QUOTED TEXT »
Figure~\ref{fig:always-never} demonstrates \lemref{class-pred-vacu} in the
  definitions of the classifications \tameclass{always} and
  \tameclass{never}.
These classifications are typically referenced directly for clarity rather
  than creating other vacuous classifications,
    encapsulating \lemref{class-pred-vacu}.
\index{classification!vacuity|)}


\begin{theorem}[Classification Rank Independence]\thmlabel{class-rank-indep}
\index{classification!rank|(}
  Let $\odot=\Monoid\Bool\bullet e$.
  Then,
  \begin{equation}
    \Classify_\gamma\left(\odot,M,v,s\right)
      \equiv \Classify\left(
        \odot,
        \Classify_{\gamma'''}\left(\odot,M,\emptyset,\emptyset\right),
        \Classify_{\gamma''}\left(\odot,\emptyset,v,\emptyset\right),
        \Classify_{\gamma'}\left(\odot,\emptyset,\emptyset,s\right)

DO THIS »
According to the classification excerpt above, why are the classifications always and never referenced directly rather than creating other vacuous classifications?

DATASET CONTENT »
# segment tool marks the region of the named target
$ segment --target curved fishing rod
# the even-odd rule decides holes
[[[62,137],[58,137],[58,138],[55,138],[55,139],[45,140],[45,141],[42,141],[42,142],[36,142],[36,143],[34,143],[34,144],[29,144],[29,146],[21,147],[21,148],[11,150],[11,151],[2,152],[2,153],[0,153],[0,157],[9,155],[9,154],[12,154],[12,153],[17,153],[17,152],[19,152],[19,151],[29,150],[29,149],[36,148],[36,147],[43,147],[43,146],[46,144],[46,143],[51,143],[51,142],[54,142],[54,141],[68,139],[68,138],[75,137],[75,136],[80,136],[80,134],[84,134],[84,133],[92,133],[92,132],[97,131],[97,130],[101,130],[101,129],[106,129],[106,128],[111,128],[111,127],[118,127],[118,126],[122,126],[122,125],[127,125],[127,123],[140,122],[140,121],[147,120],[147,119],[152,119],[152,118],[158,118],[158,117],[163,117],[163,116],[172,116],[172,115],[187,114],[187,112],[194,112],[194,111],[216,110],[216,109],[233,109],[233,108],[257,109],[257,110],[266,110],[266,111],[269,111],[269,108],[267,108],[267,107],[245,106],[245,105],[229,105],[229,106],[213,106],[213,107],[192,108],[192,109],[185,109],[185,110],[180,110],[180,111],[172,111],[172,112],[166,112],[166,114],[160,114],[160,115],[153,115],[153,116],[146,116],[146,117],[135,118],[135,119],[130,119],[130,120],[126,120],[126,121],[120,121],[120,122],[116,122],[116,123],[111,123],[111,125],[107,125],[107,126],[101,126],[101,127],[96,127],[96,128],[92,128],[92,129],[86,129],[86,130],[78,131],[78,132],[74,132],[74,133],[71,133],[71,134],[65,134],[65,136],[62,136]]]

SOLUTION FOR THIS EXERCISE »
They are referenced directly for clarity. The always and never classifications encapsulate the vacuity lemma (class-pred-vacu), which the figure demonstrates in their definitions.